====== BRANO DA LEGGERE

BARBARO, Zaccaria
Figlio di Francesco, nacque nel 1422-23. Legato alla famiglia Vendramin, avendo sposato Clara, figlia del futuro doge Andrea, si diede tutto, seguendo la tradizione paterna, alla vita politica, ricoprendo le più alte cariche nel governo e nell'amministrazione veneziana. Verso il 1462 fu oratore della Repubblica presso il pontefice; capitano a Verona nel 1476, nel 1477 fu inviato con altri tre nobili nel Friuli, dopo l'invasione turca, per controllare le fortificazioni della regione. Nel 1478 fu tra gli elettori del doge Giovanni Mocenigo, e nel 1479 podestà di Padova. Nel 1482, quando era già savio del Consiglio, fu inviato a presidiare Brescia, e l'anno successivo fu uno dei savi eletti ad recuperandas pecunias.Nel 1485 fu tra gli elettori del doge Marco Barbarigo, e tra i correttori della promissio ducale. Al momento della morte era da parecchio tempo procuratore de citra.

============

**COMPITO ASSEGNATO 1:** Ricopia tali e quali le voci, cominciando dalla riga che contiene "In this picture, which region holds the large" e proseguendo fino alla riga che contiene "[10,39,40,63]", entrambe comprese.

====== VOCI ELENCATE

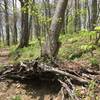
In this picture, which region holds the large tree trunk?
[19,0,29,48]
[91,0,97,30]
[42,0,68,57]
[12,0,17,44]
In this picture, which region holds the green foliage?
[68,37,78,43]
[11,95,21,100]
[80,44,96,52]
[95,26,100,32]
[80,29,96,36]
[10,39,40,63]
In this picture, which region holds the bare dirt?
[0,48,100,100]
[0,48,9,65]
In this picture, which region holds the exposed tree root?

============
====== VOCI ELENCATE

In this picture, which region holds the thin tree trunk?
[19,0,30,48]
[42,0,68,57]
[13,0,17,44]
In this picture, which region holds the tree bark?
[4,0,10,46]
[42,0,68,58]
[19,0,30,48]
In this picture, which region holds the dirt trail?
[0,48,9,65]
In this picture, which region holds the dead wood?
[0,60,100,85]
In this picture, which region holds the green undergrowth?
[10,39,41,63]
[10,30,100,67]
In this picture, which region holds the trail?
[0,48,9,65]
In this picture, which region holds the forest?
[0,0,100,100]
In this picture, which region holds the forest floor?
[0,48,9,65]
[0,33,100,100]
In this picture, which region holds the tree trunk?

============

**COMPITO ASSEGNATO 2:** Secondo il brano su Zaccaria Barbaro, in quale anno fu podestà di Padova?

**RISULTATO DELL'ESERCIZIO 1:**
In this picture, which region holds the large tree trunk?
[19,0,29,48]
[91,0,97,30]
[42,0,68,57]
[12,0,17,44]
In this picture, which region holds the green foliage?
[68,37,78,43]
[11,95,21,100]
[80,44,96,52]
[95,26,100,32]
[80,29,96,36]
[10,39,40,63]

**RISULTATO DELL'ESERCIZIO 2:** Nel 1479.